SUPPLIED TEXT ::
○ ○ ○
Problem statement: The Centers for Disease Control and Prevention’s (CDC) ability to gather and gain insights from public health data was hindered by wide variability in how that data was being managed at the state and local levels.
Complicated data reporting was a well-known issue at CDC long before the COVID-19 pandemic developed. But the crisis gave the convoluted processes new — and not very positive — meaning and exasperated already frustrated physicians and laboratories required by law to report notifiable health conditions.
“We’ve got a very federated system. There’s the national level with CDC and some other partners, there’s state health departments, there’s local health departments, there’s sometimes city health departments,” said Dr. Daniel Jernigan, Deputy Director for Public Health Science and Surveillance at CDC. “There’s variation across that whole landscape, where one state may have counties as the predominant implementers of public health, others may have states. Some, like Texas, have health districts. It’s really variable as to how public health gets administered.”
On top of that is a distributed health care system, meaning no common system or data standards. As a result, when doctors diagnose hepatitis, for instance, they must report it to multiple places, such as a local and state health department. But the staff at those departments tend to be under-resourced, overworked and lacking data skills and technology. They often enter the information manually after receiving reports by fax, Jernigan said.
When the Coronavirus Aid, Relief and Economic Security Act required “every laboratory that performs or analyzes a test that is intended to detect SARS-CoV-2 or to diagnose a possible case of COVID-19” to report the results from each such test to the Secretary of the Department of Health and Human Services, that shed light on these silos.
Solution: Ease Information Sharing
In 2020, CDC launched the Data Modernization Initiative (DMI), a multiyear “effort to modernize core data and surveillance infrastructure across the federal and state public health landscape.” That includes commitments to strengthening public health data reporting, management and analytics across public health entities — and not just for COVID, but all health threats.
○ ○ ○
RECORDS SHOWN ::
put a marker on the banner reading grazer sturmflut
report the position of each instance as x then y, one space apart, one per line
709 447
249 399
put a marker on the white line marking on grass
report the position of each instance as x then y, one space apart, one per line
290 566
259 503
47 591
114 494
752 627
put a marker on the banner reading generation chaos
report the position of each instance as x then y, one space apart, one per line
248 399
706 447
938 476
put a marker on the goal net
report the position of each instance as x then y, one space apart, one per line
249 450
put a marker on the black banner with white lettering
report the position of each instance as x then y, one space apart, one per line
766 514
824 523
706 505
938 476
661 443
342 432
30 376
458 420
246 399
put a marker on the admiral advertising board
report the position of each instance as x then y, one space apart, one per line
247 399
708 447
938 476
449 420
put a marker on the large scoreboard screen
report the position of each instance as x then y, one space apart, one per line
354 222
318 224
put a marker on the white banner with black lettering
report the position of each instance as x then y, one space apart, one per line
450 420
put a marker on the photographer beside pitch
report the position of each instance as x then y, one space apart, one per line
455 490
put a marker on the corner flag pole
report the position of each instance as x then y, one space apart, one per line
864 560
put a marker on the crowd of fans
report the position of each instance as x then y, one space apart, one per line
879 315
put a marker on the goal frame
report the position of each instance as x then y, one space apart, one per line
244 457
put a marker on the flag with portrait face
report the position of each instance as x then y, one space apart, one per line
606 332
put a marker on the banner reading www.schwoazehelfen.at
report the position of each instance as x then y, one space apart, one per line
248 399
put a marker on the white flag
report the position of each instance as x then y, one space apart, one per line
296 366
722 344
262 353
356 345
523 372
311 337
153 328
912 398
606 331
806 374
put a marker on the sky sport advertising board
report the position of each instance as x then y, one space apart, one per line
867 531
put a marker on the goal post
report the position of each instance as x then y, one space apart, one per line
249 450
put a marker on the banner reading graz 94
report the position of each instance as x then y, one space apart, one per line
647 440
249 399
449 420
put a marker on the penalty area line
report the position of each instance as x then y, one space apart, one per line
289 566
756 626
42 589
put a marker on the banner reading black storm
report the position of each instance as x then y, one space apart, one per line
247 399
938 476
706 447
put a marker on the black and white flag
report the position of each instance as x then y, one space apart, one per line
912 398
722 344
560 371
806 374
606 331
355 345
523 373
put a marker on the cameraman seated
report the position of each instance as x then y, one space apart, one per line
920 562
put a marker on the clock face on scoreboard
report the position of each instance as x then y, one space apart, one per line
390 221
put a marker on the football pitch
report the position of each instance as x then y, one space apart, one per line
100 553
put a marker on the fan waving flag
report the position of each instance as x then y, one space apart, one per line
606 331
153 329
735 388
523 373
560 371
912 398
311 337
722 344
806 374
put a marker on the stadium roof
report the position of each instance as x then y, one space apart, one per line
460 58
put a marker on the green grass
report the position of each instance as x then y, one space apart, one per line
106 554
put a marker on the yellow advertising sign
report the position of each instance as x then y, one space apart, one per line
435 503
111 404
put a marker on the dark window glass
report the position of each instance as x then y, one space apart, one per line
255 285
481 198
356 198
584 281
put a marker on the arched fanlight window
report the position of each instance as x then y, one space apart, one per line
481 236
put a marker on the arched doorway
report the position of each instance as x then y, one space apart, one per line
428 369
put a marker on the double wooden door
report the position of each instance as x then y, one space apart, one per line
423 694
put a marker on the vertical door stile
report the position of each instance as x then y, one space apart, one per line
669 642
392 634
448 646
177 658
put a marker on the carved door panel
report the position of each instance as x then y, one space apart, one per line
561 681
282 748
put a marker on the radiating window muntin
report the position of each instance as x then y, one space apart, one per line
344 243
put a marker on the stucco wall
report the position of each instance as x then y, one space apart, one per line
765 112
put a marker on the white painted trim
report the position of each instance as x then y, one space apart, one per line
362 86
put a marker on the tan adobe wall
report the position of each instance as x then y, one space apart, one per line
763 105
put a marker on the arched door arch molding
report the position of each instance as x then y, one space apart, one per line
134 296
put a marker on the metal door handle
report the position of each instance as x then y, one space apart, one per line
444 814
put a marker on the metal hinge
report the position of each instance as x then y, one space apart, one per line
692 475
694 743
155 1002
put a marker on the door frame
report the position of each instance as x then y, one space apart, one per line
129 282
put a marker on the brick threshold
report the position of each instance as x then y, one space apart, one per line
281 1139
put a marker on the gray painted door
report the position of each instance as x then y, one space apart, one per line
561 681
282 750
○ ○ ○
BRIEF 1 ::
Answer these questions from the CDC data reporting text:
(a) Which state does Jernigan give as an example of one that has health districts?
(b) In what year did CDC launch the Data Modernization Initiative?
(c) By what means do health department staff often receive the reports they then enter manually?
BRIEF 2 :: List every aspect of public health data that, according to the CDC data reporting text, the Data Modernization Initiative commits to strengthening.
BRIEF 3 :: Reproduce the portion of the CDC data reporting text that begins at the words "When the Coronavirus" and stops after the words "on these silos.".
The lines have no connection to the CDC data reporting text.

YOUR RESPONSE 1 ::
(a) Texas
(b) 2020
(c) By fax

YOUR RESPONSE 2 ::
- Reporting
- Management
- Analytics

YOUR RESPONSE 3 ::
When the Coronavirus Aid, Relief and Economic Security Act required “every laboratory that performs or analyzes a test that is intended to detect SARS-CoV-2 or to diagnose a possible case of COVID-19” to report the results from each such test to the Secretary of the Department of Health and Human Services, that shed light on these silos.